• [GIVEN INSTRUCTION 1]
In the case notes, what did the decisive word "added" in Rule 42(S) mean?
• [GIVEN INSTRUCTION 2]
Reproduce the case notes word for word, starting at "Analysis: Rule 42(S)" and ending at "the analytical result.".

• [READING TEXT]
***

Issue (i): Whether the noodles could be treated as misbranded merely because the sample tested positive for monosodium glutamate.
Analysis: Rule 42(S) required a declaration only where a food package contained added monosodium glutamate. The decisive expression was "added", which meant addition from an outside source. A positive test for MSG, without a definite finding that it had been deliberately added during manufacture, was insufficient to establish misbranding. The absence of a report clarifying whether MSG was added or was naturally present meant that prosecution could not rest merely on the analytical result.
Conclusion: The sample could not be treated as misbranded only on the basis of a positive MSG test, in the absence of proof that MSG was added from outside source.
Issue (ii): Whether criminal proceedings could continue against the transferee company for an alleged offence committed by the transferor company before amalgamation.
Analysis: The offence was alleged to have occurred before the amalgamation. Once the transferor company merged, it ceased to exist, and its criminal liability could not be transferred or fastened on the transferee company merely because of the amalgamation. Since the alleged act preceded the merger, the transferee company could not be prosecuted for that offence.

***

• [DATA SEGMENT]
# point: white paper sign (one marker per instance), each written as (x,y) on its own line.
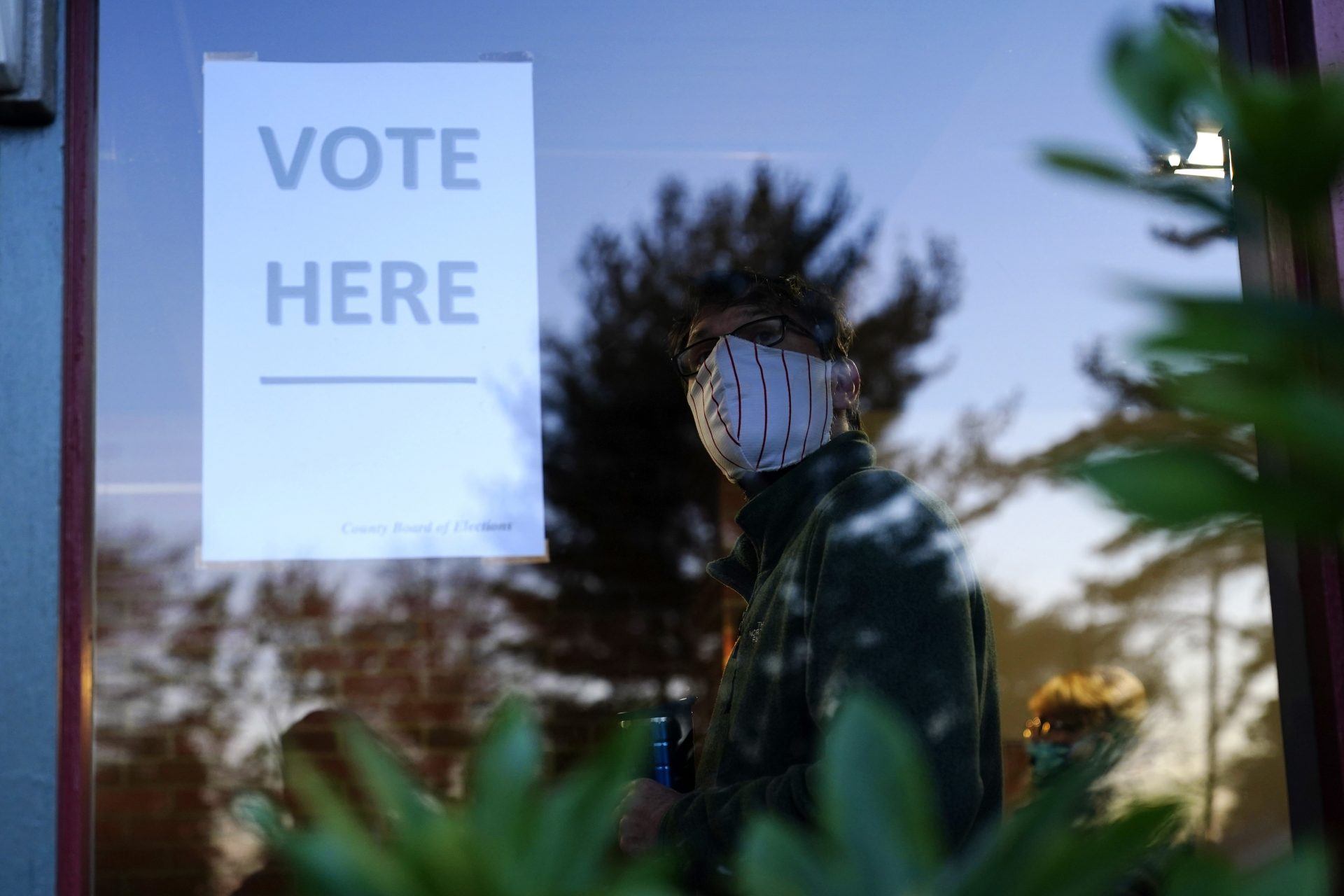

***

• [RESPONSE 1]
It meant addition from an outside source.

• [RESPONSE 2]
Analysis: Rule 42(S) required a declaration only where a food package contained added monosodium glutamate. The decisive expression was "added", which meant addition from an outside source. A positive test for MSG, without a definite finding that it had been deliberately added during manufacture, was insufficient to establish misbranding. The absence of a report clarifying whether MSG was added or was naturally present meant that prosecution could not rest merely on the analytical result.